Unverständliche Entscheidung aus Oslo – Zwei deutsche Forscher vom »alten Schlag
der Wissenschaft« ausgezeichnet
von Klaus Apfelbaum
Wie sich die Buchstaben IPCC und der Name Al Gore auf Frieden und Nobelpreis
reimen, bleibt die große Preisfrage. Jedenfalls hat sich das Nobelpreis-Komitee
jetzt ganz dem politischen Wunschdenken verschrieben. IPCC und Gore haben je zur
Hälfte die meistbeachtete Auszeichnung der Welt erhalten – aber warum?
IPCC ist der Weltklimarat der Vereinten Nationen (Intergovernmental Panel on
Climate Change). Ein Gremium aus Wissenschaftlern wäre wie geschaffen, die
großen Fragen nach der Gefährdung der Erde durch den Menschen korrekt zu
beantworten. Aber diese Wissenschaftler sind gezielt für dieses „Panel“
ausgesucht worden, und die Schlußfolgerungen, die Klimaberichte an die Vereinten
Nationen also, werden von Politikern und Diplomaten formuliert. Das IPCC wird
also letztlich von jenen kontrolliert, die mit den Ängsten vor einem Klimawandel
Politik oder Geschäfte machen.

■ Bereitgestellte Angaben
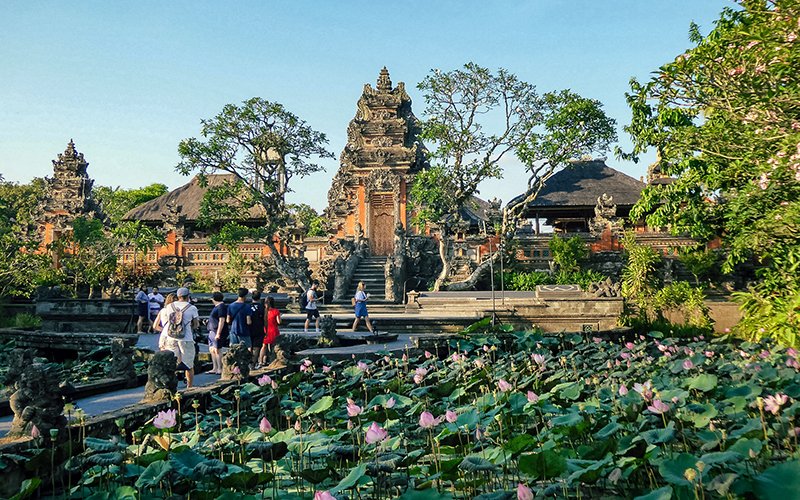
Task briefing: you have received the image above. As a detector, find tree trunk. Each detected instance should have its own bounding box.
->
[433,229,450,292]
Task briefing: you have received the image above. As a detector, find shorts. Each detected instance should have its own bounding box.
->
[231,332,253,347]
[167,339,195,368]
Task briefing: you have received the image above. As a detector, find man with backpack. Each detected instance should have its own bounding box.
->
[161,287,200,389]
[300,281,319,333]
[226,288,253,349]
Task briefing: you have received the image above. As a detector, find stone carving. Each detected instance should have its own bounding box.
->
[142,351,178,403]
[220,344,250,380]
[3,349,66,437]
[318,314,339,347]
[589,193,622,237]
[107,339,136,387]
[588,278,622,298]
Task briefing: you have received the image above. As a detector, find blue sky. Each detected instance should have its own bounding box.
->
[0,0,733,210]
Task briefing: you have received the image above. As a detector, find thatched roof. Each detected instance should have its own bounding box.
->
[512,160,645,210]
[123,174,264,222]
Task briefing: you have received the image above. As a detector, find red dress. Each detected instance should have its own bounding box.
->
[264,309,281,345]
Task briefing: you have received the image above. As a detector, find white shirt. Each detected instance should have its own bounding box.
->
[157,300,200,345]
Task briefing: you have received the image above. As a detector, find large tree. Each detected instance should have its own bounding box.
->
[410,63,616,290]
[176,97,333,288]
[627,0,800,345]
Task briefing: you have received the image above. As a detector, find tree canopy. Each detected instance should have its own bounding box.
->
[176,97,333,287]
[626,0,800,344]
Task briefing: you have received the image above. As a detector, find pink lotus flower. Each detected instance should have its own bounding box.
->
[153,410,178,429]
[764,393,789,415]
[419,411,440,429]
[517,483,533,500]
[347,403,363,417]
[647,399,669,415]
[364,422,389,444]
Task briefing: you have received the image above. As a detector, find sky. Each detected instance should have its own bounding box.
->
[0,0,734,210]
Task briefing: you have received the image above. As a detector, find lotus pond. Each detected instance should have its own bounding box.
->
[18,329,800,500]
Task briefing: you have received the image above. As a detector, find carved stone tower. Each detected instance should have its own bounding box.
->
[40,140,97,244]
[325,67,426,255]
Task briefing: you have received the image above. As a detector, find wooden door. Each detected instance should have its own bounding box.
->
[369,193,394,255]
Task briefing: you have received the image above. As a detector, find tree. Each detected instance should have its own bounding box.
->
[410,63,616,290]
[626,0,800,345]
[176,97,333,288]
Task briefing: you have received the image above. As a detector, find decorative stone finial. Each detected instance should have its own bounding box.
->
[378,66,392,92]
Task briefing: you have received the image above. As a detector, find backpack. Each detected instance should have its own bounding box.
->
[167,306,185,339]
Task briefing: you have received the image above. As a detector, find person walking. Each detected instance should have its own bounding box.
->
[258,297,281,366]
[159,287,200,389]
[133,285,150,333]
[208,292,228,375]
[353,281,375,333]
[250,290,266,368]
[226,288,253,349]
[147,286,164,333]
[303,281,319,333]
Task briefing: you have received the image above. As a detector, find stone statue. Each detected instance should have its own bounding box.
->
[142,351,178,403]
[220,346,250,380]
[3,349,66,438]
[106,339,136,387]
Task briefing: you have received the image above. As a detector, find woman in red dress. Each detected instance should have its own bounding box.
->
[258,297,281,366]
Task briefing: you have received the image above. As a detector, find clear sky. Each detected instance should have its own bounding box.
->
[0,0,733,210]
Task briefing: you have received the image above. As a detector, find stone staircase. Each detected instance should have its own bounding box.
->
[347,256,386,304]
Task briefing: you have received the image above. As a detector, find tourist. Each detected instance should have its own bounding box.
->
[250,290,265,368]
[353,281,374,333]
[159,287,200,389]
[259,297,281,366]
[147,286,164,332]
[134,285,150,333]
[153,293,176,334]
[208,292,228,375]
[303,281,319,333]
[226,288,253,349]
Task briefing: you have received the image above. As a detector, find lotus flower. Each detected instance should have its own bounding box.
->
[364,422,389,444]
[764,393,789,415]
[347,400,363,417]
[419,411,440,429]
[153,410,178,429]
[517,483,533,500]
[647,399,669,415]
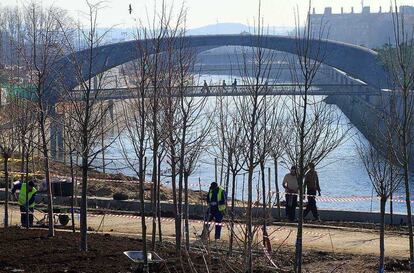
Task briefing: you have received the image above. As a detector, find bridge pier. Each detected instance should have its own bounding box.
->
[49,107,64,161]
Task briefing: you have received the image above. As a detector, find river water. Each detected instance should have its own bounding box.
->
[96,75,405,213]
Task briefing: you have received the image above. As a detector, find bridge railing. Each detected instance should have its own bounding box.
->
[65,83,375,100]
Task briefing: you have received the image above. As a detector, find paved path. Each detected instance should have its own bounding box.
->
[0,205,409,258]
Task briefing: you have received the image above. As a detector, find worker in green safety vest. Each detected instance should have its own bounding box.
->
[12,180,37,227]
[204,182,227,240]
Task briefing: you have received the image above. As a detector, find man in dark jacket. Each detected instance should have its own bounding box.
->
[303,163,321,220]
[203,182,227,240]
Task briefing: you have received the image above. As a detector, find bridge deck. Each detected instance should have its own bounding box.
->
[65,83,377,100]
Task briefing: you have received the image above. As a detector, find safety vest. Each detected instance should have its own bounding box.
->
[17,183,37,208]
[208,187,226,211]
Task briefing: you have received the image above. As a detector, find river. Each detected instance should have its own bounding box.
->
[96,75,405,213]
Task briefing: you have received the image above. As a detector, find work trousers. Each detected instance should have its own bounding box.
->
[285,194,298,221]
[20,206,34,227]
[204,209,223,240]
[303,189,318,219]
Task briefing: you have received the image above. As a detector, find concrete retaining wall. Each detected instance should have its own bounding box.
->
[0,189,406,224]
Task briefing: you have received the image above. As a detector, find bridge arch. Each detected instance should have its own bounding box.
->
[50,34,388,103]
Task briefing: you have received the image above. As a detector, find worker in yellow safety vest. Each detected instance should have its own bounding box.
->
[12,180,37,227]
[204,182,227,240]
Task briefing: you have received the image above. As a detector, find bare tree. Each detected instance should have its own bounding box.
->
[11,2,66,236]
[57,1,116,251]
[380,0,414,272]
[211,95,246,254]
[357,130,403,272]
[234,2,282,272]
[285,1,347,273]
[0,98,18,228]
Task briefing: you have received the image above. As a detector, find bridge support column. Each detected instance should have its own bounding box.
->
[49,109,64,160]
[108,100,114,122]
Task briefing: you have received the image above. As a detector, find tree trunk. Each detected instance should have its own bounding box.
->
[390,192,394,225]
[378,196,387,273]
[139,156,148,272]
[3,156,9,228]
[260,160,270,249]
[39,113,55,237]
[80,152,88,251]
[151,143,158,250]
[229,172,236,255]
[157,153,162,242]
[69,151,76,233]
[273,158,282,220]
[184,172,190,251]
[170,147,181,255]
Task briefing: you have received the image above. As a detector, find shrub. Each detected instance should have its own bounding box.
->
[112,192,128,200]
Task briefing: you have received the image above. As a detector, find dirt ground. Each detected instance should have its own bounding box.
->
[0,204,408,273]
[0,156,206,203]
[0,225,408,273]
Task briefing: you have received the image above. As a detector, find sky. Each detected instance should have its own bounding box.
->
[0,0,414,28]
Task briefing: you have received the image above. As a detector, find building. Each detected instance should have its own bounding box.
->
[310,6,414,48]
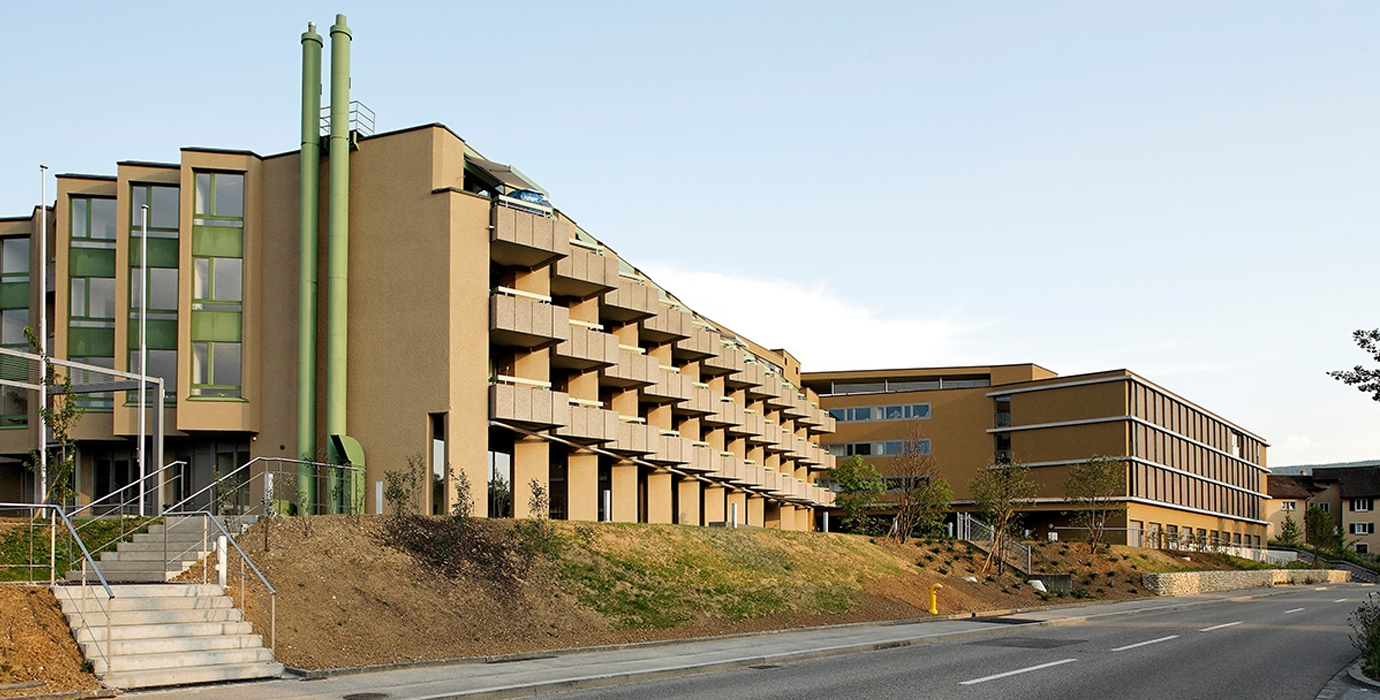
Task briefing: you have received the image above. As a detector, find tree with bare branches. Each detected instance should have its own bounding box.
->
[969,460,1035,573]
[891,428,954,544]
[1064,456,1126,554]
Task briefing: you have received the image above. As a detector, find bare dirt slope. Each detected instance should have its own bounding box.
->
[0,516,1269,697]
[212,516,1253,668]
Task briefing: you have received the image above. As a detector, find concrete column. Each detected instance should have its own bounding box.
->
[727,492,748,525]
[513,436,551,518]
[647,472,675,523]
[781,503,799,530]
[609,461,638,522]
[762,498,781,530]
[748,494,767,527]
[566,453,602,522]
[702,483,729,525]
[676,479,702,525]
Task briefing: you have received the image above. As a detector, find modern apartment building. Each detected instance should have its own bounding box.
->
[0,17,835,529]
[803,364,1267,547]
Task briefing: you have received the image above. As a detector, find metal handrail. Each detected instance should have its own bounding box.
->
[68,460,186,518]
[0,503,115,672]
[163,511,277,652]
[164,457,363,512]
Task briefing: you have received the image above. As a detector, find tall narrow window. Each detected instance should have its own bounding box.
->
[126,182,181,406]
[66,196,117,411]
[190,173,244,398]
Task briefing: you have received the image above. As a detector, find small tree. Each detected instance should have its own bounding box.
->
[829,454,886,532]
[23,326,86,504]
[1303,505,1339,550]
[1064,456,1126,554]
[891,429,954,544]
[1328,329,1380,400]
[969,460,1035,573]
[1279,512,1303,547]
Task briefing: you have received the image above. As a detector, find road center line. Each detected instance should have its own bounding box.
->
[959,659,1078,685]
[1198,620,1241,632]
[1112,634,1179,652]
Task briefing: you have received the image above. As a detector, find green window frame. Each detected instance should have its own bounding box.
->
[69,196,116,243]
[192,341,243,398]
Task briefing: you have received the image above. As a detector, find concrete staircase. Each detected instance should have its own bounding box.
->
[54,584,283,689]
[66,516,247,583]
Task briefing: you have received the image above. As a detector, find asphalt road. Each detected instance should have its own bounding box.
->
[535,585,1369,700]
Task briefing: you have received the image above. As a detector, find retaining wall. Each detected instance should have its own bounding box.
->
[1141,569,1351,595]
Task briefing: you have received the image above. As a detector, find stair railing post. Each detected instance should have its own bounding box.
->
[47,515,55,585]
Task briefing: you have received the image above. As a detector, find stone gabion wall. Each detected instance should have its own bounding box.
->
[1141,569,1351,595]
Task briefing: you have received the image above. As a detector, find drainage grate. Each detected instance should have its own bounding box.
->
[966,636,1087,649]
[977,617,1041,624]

■ Aufgabenstellung A
Von wem werden die Klimaberichte an die Vereinten Nationen laut dem Ausgangstext formuliert?
■ Aufgabenstellung B
Zitieren Sie aus dem Ausgangstext den Abschnitt von „IPCC ist der“ bis einschließlich „oder Geschäfte machen.“.
Die Einträge werden zur Bearbeitung nicht benötigt.

■ Musterlösung A
Von Politikern und Diplomaten.

■ Musterlösung B
IPCC ist der Weltklimarat der Vereinten Nationen (Intergovernmental Panel on
Climate Change). Ein Gremium aus Wissenschaftlern wäre wie geschaffen, die
großen Fragen nach der Gefährdung der Erde durch den Menschen korrekt zu
beantworten. Aber diese Wissenschaftler sind gezielt für dieses „Panel“
ausgesucht worden, und die Schlußfolgerungen, die Klimaberichte an die Vereinten
Nationen also, werden von Politikern und Diplomaten formuliert. Das IPCC wird
also letztlich von jenen kontrolliert, die mit den Ängsten vor einem Klimawandel
Politik oder Geschäfte machen.